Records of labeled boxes
┄┄┄┄┄┄┄┄┄┄
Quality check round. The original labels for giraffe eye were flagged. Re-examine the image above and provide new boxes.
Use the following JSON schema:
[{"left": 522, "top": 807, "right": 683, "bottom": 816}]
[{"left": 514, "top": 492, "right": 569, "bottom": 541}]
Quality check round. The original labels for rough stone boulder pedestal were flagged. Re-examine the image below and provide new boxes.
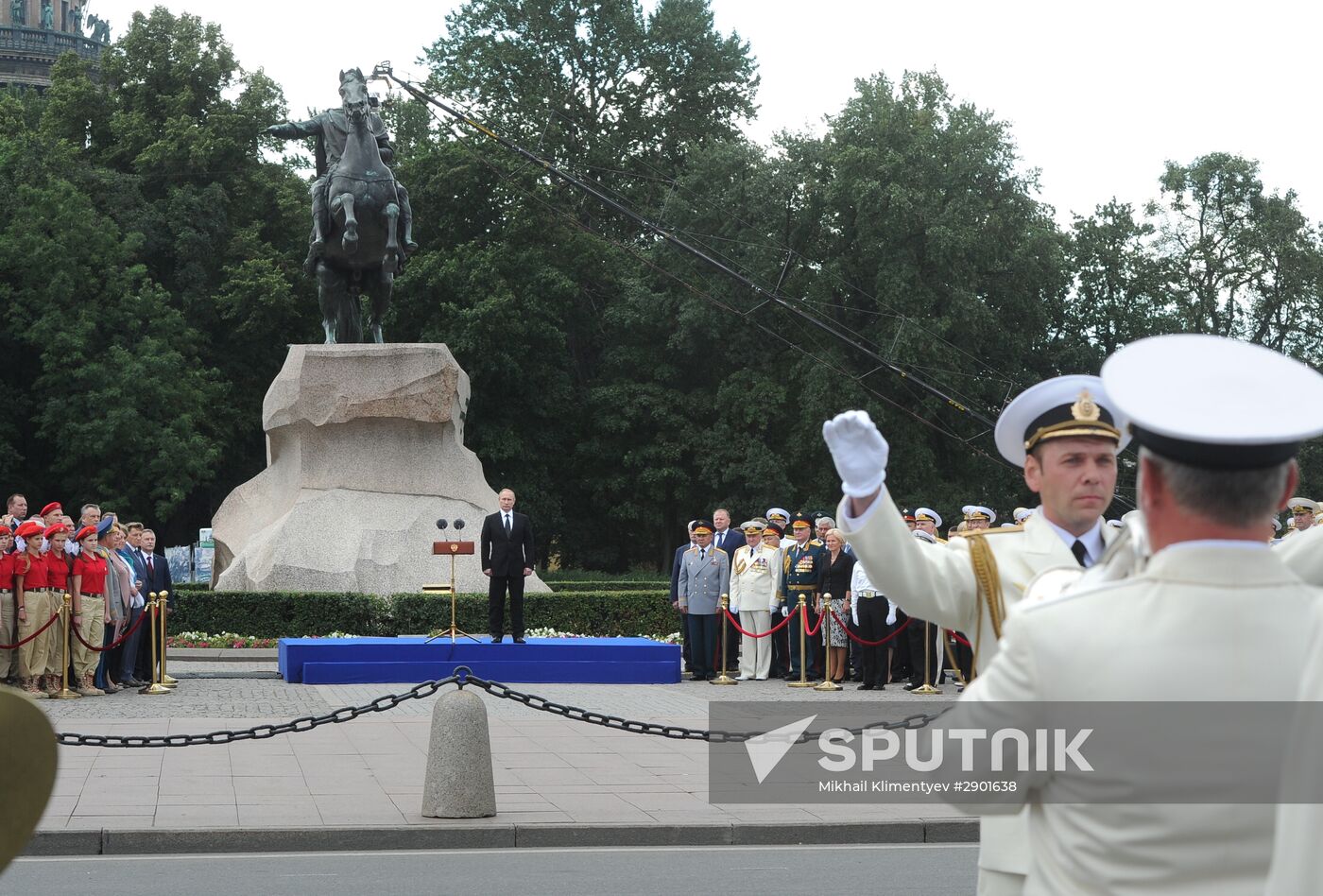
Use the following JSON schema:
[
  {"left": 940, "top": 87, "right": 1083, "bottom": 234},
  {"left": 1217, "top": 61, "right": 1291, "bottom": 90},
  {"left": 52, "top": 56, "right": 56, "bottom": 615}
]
[{"left": 212, "top": 344, "right": 548, "bottom": 594}]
┄┄┄┄┄┄┄┄┄┄
- WHAT NEEDS TO BE DONE
Arrange every line of the records above as a JSON list of strings, one string per line. Skip blank lines and leave the pictures out.

- TASK OUTPUT
[
  "Quality check round. The original labels for giraffe eye were flagged. Re-examine the image above and provide new boxes.",
  "Use the following JSON schema:",
  "[{\"left\": 522, \"top\": 807, \"right\": 683, \"bottom\": 816}]",
  "[{\"left\": 514, \"top\": 492, \"right\": 569, \"bottom\": 541}]",
  "Quality check round. The original labels for rough stone boulder pedestal were flagged. Re-examine the image below and provide new boxes.",
  "Use the following JSON schema:",
  "[",
  "  {\"left\": 940, \"top\": 87, \"right\": 1083, \"bottom\": 234},",
  "  {\"left\": 1217, \"top\": 61, \"right\": 1291, \"bottom\": 90},",
  "  {\"left\": 52, \"top\": 56, \"right\": 56, \"bottom\": 615}",
  "]",
  "[{\"left\": 212, \"top\": 344, \"right\": 548, \"bottom\": 594}]"
]